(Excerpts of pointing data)

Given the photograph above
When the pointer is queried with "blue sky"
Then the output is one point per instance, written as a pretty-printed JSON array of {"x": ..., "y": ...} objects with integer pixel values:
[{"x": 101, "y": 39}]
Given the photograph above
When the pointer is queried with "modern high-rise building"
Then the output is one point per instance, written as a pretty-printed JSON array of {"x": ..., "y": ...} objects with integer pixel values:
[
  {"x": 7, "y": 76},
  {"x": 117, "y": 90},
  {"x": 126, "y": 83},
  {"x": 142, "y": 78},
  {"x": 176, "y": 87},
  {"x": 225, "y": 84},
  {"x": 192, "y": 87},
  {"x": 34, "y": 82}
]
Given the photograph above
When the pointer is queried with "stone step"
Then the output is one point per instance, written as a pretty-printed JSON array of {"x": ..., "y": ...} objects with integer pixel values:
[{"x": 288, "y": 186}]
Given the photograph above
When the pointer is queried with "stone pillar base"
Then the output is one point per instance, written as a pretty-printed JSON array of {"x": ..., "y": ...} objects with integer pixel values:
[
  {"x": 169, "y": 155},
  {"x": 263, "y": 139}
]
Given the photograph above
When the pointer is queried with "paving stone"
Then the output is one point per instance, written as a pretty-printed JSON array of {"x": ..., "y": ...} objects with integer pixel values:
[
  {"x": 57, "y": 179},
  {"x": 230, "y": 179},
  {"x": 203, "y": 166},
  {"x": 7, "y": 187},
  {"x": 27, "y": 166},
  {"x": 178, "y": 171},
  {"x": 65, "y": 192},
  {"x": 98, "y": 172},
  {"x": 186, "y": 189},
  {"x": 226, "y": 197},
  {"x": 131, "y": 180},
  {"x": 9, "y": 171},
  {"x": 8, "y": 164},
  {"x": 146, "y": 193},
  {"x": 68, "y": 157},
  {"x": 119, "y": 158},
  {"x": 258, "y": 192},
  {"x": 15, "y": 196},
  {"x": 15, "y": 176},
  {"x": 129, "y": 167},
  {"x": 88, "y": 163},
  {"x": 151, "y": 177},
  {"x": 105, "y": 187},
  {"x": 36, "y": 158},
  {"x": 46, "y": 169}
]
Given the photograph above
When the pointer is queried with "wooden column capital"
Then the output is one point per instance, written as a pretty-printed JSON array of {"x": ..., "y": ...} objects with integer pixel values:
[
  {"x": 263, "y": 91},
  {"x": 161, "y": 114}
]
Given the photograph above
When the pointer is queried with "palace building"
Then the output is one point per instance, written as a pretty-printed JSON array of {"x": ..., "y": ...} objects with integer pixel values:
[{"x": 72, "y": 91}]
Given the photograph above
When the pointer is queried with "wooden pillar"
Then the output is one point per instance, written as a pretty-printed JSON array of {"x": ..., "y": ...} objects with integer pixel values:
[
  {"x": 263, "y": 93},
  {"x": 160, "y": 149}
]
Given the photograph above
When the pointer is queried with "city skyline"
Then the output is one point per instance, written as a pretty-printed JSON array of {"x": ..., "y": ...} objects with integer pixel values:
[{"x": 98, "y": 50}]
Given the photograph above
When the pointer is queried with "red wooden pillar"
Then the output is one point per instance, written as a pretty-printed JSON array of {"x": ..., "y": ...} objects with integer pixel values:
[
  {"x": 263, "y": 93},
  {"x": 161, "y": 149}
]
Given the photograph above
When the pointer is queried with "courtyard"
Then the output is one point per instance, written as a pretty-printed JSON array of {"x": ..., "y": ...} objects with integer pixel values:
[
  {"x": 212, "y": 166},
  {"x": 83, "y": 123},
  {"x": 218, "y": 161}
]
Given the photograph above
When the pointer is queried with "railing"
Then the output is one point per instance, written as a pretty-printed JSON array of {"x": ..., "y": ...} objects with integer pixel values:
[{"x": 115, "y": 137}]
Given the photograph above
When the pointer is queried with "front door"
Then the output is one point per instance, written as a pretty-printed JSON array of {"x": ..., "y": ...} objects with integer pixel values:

* _PROBLEM TO WORK ON_: Return all of the data precisely as it appears.

* _SOLVED EXERCISE_:
Given the photograph above
When the pointer is queried with "blue sky"
Then the output is one point per instance, written as a pretty-printed JSON array of {"x": ..., "y": ...} objects with integer pixel values:
[{"x": 101, "y": 39}]
Given the photograph above
When the pointer is queried with "modern high-rise building"
Then the output is one point per instance, written as a pretty-printed JSON array of {"x": ..., "y": ...} objects with integer pixel values:
[
  {"x": 7, "y": 76},
  {"x": 117, "y": 90},
  {"x": 126, "y": 83},
  {"x": 142, "y": 78},
  {"x": 176, "y": 87},
  {"x": 225, "y": 84},
  {"x": 192, "y": 87},
  {"x": 34, "y": 82}
]
Given the photograph above
When the pointer is queried with "stone step"
Then the output is one point per instance, written as a pretty-printed JSON array of {"x": ..., "y": ...} objects with integer pixel values:
[{"x": 288, "y": 186}]
Given the photograph above
When the pointer is queried with "stone pillar base"
Then the output is one point per instance, written as a pretty-printed JSON array of {"x": ..., "y": ...} objects with integer pixel values:
[
  {"x": 169, "y": 155},
  {"x": 263, "y": 139}
]
Given the photograph above
When the pointer is queried with "paving stone"
Then the output is one point per instance, written as a pretty-printed JSON array of {"x": ..., "y": ...} objects with integer pixel values:
[
  {"x": 57, "y": 179},
  {"x": 230, "y": 179},
  {"x": 203, "y": 166},
  {"x": 7, "y": 187},
  {"x": 27, "y": 166},
  {"x": 178, "y": 171},
  {"x": 65, "y": 192},
  {"x": 98, "y": 172},
  {"x": 186, "y": 189},
  {"x": 226, "y": 197},
  {"x": 131, "y": 180},
  {"x": 9, "y": 171},
  {"x": 8, "y": 164},
  {"x": 146, "y": 193},
  {"x": 68, "y": 157},
  {"x": 119, "y": 158},
  {"x": 258, "y": 192},
  {"x": 15, "y": 196},
  {"x": 15, "y": 176},
  {"x": 129, "y": 167},
  {"x": 88, "y": 163},
  {"x": 151, "y": 177},
  {"x": 105, "y": 187},
  {"x": 36, "y": 158},
  {"x": 46, "y": 169}
]
Given the photograph above
When the pointer is queried with "wooden column capital"
Then the output is one point per instance, written as a pretty-printed JSON array of {"x": ..., "y": ...} objects with integer pixel values:
[
  {"x": 263, "y": 91},
  {"x": 161, "y": 114}
]
Given the photograph above
When the pointer is queried with "palace building"
Then the output is one point per instance, written as a pretty-printed JSON array of {"x": ..., "y": ...} objects with integer pixel values:
[{"x": 72, "y": 91}]
Given the photograph above
When the pointer is queried with "wooden pillar"
Then the output is one point per instance, written as a pretty-printed JSON array of {"x": ..., "y": ...} objects with integer pixel values:
[
  {"x": 263, "y": 93},
  {"x": 160, "y": 149}
]
Given the photograph above
When the pointer is queried with "city skyline"
Then the output is one point per instance, written as a pretty-printed JSON array of {"x": ..., "y": ...} objects with integer pixel values:
[{"x": 98, "y": 50}]
Given the photograph above
When the pointer is queried with "red wooden pillar"
Then the output is one point per instance, written as a pretty-printed JSON array of {"x": ..., "y": ...} objects with integer pixel values:
[
  {"x": 263, "y": 93},
  {"x": 161, "y": 149}
]
Given the photograph above
When the pointer is queried with "courtyard"
Then the output is one point per instance, written as a pretty-printed JSON array of {"x": ..., "y": ...} objects with integer pixel values:
[
  {"x": 212, "y": 166},
  {"x": 83, "y": 123},
  {"x": 218, "y": 161}
]
Given the photograph above
When the pointer is queried with "railing"
Then the output is one point per instance, written as a pretty-printed JSON array of {"x": ..., "y": ...} objects with integer pixel values:
[{"x": 115, "y": 137}]
Given the photograph above
When the pointer is queried with "front door"
Then the output is one point per instance, written as a pretty-printed JSON array of {"x": ..., "y": ...} objects with integer pixel values:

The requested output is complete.